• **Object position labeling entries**
◇ ◇ ◇ ◇

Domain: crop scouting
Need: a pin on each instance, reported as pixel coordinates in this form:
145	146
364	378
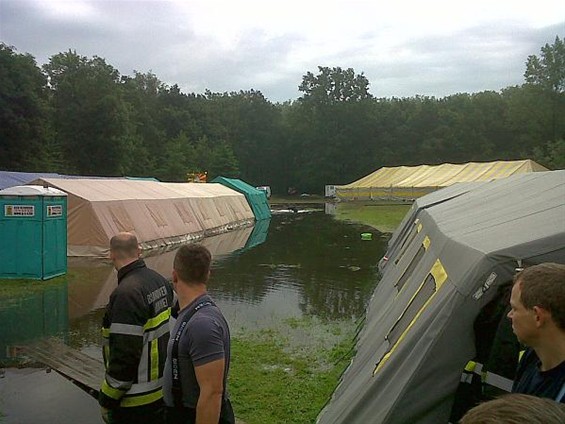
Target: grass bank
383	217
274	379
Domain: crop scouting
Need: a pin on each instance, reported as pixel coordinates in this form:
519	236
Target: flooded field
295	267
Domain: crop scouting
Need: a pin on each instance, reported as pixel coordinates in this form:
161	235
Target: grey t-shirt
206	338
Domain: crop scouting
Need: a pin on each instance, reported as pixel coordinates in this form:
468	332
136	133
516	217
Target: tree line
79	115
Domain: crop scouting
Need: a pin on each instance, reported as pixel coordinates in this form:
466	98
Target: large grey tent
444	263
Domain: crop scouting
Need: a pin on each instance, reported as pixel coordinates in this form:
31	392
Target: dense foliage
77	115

◇ ◇ ◇ ◇

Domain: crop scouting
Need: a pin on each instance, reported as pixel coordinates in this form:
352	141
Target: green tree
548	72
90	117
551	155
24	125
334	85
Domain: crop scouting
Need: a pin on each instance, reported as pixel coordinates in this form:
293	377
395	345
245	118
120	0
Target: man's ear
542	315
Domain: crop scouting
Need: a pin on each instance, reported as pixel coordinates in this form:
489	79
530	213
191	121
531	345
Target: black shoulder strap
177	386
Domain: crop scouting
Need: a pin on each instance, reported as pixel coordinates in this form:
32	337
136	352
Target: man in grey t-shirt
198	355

◇ ◇ ◇ ◇

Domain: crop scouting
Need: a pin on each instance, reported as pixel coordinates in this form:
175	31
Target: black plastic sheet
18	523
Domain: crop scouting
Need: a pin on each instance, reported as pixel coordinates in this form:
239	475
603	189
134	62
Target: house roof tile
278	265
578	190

◇ ◇ ◇ ◇

• **Task details**
Please pull out every line of the items above that contains the word "grey", with case counting.

• **Exercise output**
Target: grey t-shirt
Target: large grey tent
Target: man in grey t-shirt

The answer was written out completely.